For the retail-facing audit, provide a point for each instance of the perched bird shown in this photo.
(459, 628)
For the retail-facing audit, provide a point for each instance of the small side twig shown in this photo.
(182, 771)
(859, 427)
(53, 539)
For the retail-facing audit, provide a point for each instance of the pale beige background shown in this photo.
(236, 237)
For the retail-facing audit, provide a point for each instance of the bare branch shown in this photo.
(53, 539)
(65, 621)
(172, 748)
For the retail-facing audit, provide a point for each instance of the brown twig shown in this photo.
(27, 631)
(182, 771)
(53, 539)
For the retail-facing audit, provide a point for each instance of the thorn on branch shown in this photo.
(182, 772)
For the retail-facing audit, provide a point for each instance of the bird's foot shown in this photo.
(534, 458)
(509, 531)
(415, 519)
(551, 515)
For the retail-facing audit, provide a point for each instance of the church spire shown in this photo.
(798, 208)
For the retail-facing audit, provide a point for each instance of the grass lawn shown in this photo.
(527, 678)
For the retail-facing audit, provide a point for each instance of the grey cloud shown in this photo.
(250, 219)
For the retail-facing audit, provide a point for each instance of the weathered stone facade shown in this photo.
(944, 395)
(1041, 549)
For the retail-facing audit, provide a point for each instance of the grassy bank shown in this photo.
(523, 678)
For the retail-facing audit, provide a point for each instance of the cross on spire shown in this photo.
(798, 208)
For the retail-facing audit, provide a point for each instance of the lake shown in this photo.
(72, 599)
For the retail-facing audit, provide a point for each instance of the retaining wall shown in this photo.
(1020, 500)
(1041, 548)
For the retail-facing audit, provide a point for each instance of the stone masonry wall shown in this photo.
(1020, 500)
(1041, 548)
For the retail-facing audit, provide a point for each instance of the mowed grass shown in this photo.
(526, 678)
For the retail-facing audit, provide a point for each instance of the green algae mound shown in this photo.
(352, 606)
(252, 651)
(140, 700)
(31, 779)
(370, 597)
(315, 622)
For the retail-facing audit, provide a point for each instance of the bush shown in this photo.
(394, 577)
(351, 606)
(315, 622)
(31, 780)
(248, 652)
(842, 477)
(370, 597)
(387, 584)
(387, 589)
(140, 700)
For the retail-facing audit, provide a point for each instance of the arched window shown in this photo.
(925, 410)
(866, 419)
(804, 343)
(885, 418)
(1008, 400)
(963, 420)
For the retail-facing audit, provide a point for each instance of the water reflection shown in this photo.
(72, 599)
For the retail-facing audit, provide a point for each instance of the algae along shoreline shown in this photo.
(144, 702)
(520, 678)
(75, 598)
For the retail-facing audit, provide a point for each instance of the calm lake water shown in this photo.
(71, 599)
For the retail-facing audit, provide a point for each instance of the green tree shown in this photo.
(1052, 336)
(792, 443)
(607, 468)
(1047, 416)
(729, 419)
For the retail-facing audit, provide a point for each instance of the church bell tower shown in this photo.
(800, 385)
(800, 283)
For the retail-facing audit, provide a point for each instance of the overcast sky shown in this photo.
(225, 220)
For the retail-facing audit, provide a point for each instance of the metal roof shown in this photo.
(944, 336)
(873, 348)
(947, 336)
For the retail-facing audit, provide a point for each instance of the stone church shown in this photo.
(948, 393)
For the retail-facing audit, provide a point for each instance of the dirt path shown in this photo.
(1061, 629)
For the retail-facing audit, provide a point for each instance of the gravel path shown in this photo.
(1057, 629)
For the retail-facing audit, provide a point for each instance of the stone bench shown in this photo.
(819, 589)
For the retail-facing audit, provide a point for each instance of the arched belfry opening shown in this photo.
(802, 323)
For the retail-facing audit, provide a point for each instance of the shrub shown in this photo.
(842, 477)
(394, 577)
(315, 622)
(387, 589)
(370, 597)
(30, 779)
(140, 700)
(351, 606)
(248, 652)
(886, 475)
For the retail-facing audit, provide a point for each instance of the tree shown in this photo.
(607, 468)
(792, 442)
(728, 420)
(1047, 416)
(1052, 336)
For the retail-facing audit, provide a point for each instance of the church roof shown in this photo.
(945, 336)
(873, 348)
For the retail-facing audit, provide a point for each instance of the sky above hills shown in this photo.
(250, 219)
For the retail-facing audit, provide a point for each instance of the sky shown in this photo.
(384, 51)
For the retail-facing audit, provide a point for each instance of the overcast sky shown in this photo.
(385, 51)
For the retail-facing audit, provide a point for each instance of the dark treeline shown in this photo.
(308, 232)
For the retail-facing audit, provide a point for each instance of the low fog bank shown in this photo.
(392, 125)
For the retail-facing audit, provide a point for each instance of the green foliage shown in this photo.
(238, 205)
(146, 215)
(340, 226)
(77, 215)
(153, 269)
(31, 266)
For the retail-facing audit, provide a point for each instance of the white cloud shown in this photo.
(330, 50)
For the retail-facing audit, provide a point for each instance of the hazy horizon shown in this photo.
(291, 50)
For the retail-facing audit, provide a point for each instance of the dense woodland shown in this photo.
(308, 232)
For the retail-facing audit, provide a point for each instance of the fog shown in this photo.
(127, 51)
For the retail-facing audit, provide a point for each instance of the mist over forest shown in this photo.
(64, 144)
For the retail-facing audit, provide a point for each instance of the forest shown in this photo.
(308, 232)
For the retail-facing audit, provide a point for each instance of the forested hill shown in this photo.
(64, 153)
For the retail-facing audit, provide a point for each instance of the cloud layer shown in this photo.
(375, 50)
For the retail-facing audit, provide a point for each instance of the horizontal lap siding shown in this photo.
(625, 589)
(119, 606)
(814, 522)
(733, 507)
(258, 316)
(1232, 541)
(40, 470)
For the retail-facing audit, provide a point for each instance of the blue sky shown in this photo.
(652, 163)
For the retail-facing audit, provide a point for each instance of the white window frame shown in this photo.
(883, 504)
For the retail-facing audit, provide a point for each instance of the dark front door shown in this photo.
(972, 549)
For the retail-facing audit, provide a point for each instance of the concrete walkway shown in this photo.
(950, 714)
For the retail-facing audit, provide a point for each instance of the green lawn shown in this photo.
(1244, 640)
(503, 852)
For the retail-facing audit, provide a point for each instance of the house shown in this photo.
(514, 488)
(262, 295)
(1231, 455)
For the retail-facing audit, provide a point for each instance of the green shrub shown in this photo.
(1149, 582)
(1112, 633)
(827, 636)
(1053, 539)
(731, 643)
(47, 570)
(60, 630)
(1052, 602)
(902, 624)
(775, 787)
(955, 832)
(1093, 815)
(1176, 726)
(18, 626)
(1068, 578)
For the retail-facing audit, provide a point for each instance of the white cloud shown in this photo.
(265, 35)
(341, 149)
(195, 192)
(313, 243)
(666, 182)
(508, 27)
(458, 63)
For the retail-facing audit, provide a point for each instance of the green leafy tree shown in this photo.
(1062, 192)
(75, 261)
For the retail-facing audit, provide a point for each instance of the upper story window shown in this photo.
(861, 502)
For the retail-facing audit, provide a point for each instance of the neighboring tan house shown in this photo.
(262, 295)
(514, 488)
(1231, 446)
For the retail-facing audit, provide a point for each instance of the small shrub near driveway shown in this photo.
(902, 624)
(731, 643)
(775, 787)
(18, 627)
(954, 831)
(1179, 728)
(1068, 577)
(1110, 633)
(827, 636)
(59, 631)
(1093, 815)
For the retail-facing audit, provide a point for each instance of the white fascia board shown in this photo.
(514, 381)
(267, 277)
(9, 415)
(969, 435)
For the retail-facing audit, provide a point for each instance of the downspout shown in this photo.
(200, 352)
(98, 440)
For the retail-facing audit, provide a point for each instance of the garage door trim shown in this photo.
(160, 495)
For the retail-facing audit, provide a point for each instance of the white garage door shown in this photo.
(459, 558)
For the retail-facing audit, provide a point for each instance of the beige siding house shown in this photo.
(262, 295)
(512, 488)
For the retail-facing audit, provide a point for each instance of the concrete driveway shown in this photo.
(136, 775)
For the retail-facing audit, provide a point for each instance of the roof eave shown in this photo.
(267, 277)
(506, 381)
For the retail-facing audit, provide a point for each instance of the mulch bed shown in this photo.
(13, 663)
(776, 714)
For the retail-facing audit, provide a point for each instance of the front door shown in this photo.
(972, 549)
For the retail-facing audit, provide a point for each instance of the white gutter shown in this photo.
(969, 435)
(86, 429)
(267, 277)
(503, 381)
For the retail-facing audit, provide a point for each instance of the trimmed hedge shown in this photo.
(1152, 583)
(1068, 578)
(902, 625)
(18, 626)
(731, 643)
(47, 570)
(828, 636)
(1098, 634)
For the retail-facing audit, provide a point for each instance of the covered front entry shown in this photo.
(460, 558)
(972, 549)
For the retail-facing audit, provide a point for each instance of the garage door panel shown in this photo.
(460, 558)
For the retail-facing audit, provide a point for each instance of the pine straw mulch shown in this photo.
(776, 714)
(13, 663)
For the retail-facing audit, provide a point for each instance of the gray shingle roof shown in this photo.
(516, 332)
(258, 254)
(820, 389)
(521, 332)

++++++++++

Provide an exact transcript of the lines from the one that holds "mulch shown in this photo." through the final line of the data above.

Answer to the exercise.
For the retail-facing audit, provide a point for each instance of the pine straw mulch shown in this photo.
(776, 714)
(13, 663)
For the retail-facing audit, provide a point for each instance of the gray shingle roof shown in this photo.
(516, 332)
(258, 254)
(820, 389)
(521, 332)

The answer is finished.